**Aim of the task:** As the answer, give every line of the records that includes the word "instance".

-------

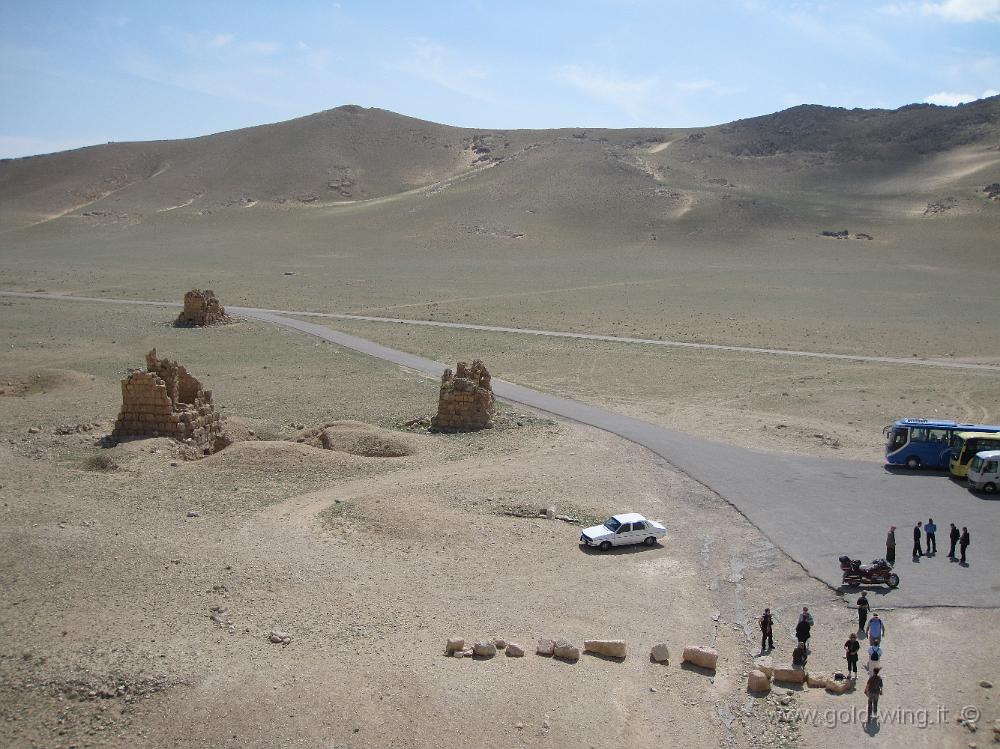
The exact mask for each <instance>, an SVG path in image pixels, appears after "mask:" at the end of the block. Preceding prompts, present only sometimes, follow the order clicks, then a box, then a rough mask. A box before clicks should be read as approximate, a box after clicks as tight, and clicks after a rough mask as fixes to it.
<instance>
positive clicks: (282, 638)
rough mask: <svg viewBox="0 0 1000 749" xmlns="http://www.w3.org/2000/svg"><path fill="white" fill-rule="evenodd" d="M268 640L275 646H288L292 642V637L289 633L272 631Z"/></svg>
mask: <svg viewBox="0 0 1000 749" xmlns="http://www.w3.org/2000/svg"><path fill="white" fill-rule="evenodd" d="M267 639H268V640H270V641H271V642H273V643H274V644H275V645H287V644H288V643H290V642H291V641H292V637H291V635H289V634H288V633H287V632H282V631H280V630H277V629H272V630H271V631H270V632H269V633H268V635H267Z"/></svg>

-------

**Exercise solution:**
The exact mask for each <instance>, an SVG path in image pixels, appears after "mask:" at the end of the block. Preceding prompts, present only sometimes, follow the order clicks, then a box, then a rough mask. A box before clicks should be read as approximate, a box after clicks as tight, and clicks after a rough mask as fixes to it.
<instance>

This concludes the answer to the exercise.